### [GOAL OF THE EXERCISE]
Answer these about the talk abstract below:
(a) Who is listed as the speaker?
(b) By what factor was the lifetime of the encoded information prolonged beyond that of the physical qubits?
(c) In which journal, volume, and year was reference [3] published?

### [EXCERPT]
## Start
Speaker: Michel Devoret

The accuracy of logical operations on quantum bits (qubits) must be improved for quantum computers to surpass classical ones in useful tasks. To that effect, quantum information needs to be made robust to noise that affects the underlying physical system. Rather than suppressing noise, quantum error correction aims at preventing it from causing logical errors. This approach derives from the reasonable assumption that noise is local: it does not act in a coordinated way on different parts of the physical system. Therefore, if a logical qubit is encoded non-locally, it is possible, during a limited time, to detect and correct noise-induced evolution before it corrupts the encoded information. We present an experiment based on superconducting cavities and a transmon artificial atom – the latter employed here as an ancillary non-linear element [1] – that implements autonomous error correction, incorporating novel operations [2] and feedback control based on reinforcement learning [3]. Recently, we have stabilized in real-time a logical qubit manifold spanned by Gottesman-Kitaev-Preskill grid states, reaching a correction efficiency such that the lifetime of the encoded information was prolonged by a factor of two beyond the lifetime of the physical qubits composing our system.

[1] Campagne-Ibarcq, Eickbusch, Touzard, et al., Nature 584, 368-372 (2020).
[2] Eickbusch et al., arXiv:2111.06414,  to appear in Nature Physics (2022).
[3] Sivak et al., arXiv:2104.14539,  Phys. Rev. X 12, 011059 (2022).
## End
### [ITEMS]
## Start
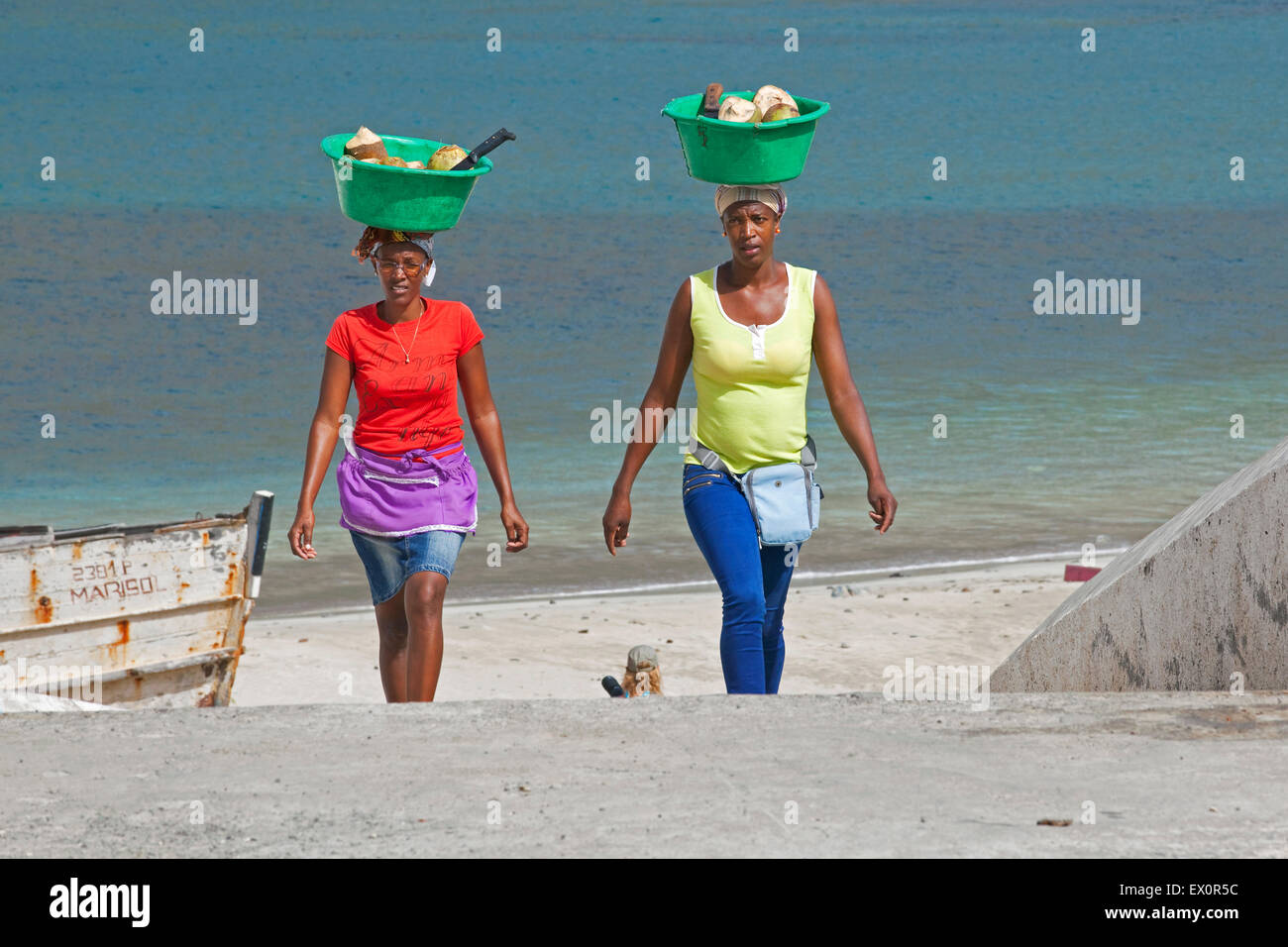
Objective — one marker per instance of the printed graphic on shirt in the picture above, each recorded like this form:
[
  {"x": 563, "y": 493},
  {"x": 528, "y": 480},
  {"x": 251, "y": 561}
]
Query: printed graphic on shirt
[{"x": 404, "y": 375}]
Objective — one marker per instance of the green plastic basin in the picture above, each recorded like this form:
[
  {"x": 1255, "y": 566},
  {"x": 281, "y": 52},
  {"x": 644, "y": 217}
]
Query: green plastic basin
[
  {"x": 400, "y": 198},
  {"x": 737, "y": 153}
]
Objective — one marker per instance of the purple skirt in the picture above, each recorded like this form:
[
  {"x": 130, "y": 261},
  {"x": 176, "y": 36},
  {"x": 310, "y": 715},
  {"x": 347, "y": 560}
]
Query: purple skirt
[{"x": 408, "y": 493}]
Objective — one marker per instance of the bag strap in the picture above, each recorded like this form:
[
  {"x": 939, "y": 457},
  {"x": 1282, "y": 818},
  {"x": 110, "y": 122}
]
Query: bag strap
[
  {"x": 711, "y": 460},
  {"x": 347, "y": 433}
]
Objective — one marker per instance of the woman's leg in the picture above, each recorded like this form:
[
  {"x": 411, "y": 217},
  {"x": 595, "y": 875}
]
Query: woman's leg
[
  {"x": 424, "y": 592},
  {"x": 776, "y": 565},
  {"x": 391, "y": 621},
  {"x": 721, "y": 526},
  {"x": 432, "y": 557}
]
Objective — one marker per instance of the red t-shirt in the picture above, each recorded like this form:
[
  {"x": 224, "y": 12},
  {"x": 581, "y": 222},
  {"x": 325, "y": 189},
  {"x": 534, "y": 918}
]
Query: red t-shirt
[{"x": 406, "y": 405}]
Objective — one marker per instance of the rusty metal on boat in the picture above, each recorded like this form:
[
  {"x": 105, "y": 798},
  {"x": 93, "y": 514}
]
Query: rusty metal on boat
[{"x": 158, "y": 612}]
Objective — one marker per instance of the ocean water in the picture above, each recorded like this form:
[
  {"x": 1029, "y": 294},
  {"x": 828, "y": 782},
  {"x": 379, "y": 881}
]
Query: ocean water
[{"x": 1060, "y": 429}]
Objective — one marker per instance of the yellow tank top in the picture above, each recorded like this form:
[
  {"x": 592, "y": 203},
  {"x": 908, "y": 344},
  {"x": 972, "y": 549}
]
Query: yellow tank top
[{"x": 751, "y": 380}]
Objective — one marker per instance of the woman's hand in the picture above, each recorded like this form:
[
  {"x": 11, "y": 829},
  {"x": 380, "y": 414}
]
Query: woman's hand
[
  {"x": 617, "y": 522},
  {"x": 515, "y": 528},
  {"x": 883, "y": 501},
  {"x": 300, "y": 535}
]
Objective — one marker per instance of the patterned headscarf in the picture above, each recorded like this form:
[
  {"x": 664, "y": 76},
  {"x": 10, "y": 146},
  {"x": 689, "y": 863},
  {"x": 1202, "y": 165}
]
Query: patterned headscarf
[{"x": 771, "y": 195}]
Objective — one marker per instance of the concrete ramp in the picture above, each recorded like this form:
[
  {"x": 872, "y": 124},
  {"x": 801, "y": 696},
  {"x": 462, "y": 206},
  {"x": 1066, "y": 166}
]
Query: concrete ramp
[{"x": 1202, "y": 596}]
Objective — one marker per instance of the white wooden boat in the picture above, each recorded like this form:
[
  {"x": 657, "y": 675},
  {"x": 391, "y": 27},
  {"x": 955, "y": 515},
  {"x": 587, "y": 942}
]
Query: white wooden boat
[{"x": 138, "y": 616}]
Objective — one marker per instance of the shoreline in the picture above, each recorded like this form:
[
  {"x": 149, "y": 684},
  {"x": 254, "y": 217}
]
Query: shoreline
[
  {"x": 840, "y": 635},
  {"x": 802, "y": 579}
]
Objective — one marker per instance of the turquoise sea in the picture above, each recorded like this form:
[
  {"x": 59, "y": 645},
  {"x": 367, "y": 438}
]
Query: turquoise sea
[{"x": 1060, "y": 429}]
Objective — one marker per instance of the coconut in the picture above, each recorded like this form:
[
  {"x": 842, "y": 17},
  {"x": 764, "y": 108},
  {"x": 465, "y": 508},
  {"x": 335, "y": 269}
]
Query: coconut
[
  {"x": 780, "y": 111},
  {"x": 366, "y": 145},
  {"x": 735, "y": 108},
  {"x": 447, "y": 158},
  {"x": 769, "y": 95}
]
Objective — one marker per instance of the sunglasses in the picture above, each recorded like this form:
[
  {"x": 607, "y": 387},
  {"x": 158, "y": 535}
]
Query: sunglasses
[{"x": 389, "y": 266}]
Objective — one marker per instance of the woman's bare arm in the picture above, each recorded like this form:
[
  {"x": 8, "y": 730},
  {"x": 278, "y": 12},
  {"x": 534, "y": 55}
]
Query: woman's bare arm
[
  {"x": 664, "y": 392},
  {"x": 333, "y": 397},
  {"x": 848, "y": 408},
  {"x": 485, "y": 424}
]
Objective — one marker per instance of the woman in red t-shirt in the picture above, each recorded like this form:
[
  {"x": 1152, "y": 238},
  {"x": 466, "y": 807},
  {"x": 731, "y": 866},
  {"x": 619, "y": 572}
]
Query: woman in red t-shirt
[{"x": 407, "y": 488}]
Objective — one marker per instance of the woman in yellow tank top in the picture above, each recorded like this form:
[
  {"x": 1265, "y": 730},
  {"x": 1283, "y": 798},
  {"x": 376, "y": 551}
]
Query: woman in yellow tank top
[{"x": 750, "y": 328}]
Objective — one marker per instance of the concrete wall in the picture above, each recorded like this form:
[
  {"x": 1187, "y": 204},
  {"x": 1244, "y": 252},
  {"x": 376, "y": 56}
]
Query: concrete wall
[{"x": 1202, "y": 596}]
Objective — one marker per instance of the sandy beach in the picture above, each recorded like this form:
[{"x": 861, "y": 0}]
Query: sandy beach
[{"x": 840, "y": 637}]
## End
### [THE RESPONSE]
(a) Michel Devoret
(b) A factor of two
(c) Phys. Rev. X, volume 12 (2022)